Coordinate labeling data:
════════
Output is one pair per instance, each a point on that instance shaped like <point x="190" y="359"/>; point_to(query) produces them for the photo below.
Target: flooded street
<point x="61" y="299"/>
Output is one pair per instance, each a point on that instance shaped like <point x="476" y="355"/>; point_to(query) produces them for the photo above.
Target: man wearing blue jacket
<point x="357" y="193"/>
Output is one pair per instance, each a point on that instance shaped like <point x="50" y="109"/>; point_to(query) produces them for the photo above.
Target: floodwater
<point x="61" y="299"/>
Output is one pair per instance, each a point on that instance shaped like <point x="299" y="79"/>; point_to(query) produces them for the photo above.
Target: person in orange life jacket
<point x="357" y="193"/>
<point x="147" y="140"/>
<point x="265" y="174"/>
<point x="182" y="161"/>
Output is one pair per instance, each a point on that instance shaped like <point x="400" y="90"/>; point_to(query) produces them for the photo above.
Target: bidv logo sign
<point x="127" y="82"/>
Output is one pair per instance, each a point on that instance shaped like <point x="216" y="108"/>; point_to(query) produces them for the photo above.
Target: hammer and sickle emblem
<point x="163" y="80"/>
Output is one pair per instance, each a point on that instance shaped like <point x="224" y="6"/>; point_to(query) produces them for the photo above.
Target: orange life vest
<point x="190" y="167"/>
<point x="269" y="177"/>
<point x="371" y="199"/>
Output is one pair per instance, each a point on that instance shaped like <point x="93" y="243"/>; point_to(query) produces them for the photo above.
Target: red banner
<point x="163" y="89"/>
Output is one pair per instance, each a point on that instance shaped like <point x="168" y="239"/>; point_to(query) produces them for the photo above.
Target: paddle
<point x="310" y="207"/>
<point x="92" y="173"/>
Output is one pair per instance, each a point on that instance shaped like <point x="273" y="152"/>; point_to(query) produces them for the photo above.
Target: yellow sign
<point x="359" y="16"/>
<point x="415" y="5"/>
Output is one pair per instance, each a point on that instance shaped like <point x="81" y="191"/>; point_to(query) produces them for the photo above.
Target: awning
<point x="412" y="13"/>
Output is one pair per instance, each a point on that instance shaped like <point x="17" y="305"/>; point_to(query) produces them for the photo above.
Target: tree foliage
════════
▶ **The problem**:
Set down all of the records shown above once more, exactly.

▶ **Task response**:
Output is one pair per instance, each a point on that instance shaped like <point x="190" y="359"/>; point_to(query) produces them for the photo below.
Target: flooded street
<point x="61" y="299"/>
Output is one pair per instance, each a point on that instance shaped like <point x="476" y="355"/>; point_to(query) produces them for the photo above.
Target: man wearing blue jacket
<point x="357" y="193"/>
Output is one pair per instance, each a point on that instance shaped like <point x="50" y="109"/>; point_to(query) produces them for the photo above.
Target: floodwater
<point x="61" y="299"/>
Output is one pair per instance, each a point on that instance shaped like <point x="299" y="79"/>; point_to(query) produces them for the photo above.
Target: person in orange life jacket
<point x="357" y="193"/>
<point x="147" y="140"/>
<point x="265" y="174"/>
<point x="182" y="161"/>
Output is one pair per instance, each a point on that instance shaped like <point x="400" y="90"/>; point_to(query) produces them for the photo above.
Target: bidv logo sign
<point x="127" y="82"/>
Output is one pair per instance, each a point on that instance shaped like <point x="216" y="108"/>; point_to(query) produces them for the photo above.
Target: hammer and sickle emblem
<point x="163" y="80"/>
Output is one pair per instance, each a point on that instance shaped like <point x="224" y="6"/>; point_to(query) produces them for the photo above.
Target: orange life vest
<point x="190" y="167"/>
<point x="269" y="177"/>
<point x="371" y="199"/>
Output is one pair per instance, each a point on that instance shaped like <point x="93" y="243"/>; point_to(query) produces them for the photo above.
Target: red banner
<point x="163" y="89"/>
Output is one pair per instance, each a point on that instance shaped like <point x="168" y="239"/>; point_to(query) produces them for the photo above.
Target: paddle
<point x="310" y="207"/>
<point x="92" y="173"/>
Output is one pair per instance, each a point on that instance shaped like <point x="273" y="152"/>; point_to(query) produces them for the photo above.
Target: yellow sign
<point x="359" y="16"/>
<point x="415" y="5"/>
Output is one pair per instance, each a point on that instance shaped like <point x="81" y="191"/>; point_to(query) produces them for the photo above.
Target: awning
<point x="412" y="13"/>
Output is one pair per instance, each a point on that instance shaped like <point x="17" y="305"/>; point_to(query) produces them for the photo above.
Target: tree foliage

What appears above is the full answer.